Determine the number of lines in the listing below where the string "suit" occurs; answer with the number alone.
# # # # # # #
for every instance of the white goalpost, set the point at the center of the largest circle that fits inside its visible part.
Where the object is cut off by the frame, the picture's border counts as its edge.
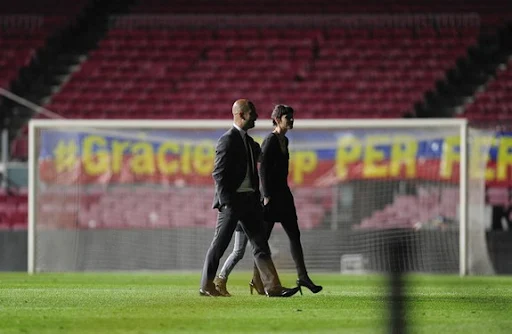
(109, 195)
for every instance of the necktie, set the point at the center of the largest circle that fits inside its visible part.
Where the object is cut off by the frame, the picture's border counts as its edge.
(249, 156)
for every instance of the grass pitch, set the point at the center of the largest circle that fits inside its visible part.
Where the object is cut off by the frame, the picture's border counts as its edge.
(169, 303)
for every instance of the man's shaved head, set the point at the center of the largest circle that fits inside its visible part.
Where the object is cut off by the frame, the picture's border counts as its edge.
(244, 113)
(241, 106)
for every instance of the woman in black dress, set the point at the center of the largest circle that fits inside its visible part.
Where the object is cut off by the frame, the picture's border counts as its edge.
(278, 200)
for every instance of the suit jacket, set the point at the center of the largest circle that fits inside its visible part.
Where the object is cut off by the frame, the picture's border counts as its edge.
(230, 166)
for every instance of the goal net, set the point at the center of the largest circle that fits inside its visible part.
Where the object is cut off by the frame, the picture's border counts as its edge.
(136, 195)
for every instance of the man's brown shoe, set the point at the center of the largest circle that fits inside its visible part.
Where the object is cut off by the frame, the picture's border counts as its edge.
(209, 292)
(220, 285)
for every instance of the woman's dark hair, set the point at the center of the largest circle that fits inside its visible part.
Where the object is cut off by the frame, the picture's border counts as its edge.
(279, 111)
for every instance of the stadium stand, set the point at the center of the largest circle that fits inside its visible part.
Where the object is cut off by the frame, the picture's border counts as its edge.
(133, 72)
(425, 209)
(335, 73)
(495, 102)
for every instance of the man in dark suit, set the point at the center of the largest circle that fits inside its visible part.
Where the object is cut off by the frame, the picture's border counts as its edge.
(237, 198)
# # # # # # #
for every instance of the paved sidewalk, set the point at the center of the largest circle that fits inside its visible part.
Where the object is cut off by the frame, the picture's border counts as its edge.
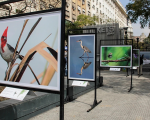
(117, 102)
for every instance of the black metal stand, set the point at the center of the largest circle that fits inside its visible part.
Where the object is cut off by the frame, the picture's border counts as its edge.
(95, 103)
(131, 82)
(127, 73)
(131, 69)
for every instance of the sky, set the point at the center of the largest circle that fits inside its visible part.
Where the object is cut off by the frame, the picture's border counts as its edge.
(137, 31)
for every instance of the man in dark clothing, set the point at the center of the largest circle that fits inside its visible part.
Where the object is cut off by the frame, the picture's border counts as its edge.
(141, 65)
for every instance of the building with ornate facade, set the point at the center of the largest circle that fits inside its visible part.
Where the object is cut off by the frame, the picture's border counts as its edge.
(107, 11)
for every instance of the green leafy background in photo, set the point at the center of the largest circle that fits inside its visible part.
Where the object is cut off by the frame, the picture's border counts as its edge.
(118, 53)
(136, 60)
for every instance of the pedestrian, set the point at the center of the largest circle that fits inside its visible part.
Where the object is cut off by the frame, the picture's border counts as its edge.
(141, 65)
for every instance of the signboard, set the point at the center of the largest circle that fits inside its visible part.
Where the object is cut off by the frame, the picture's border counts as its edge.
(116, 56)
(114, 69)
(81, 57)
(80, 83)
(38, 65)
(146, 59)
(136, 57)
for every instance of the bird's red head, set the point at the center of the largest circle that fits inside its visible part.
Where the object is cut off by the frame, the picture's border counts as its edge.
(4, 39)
# # # # # # #
RESPONSE:
2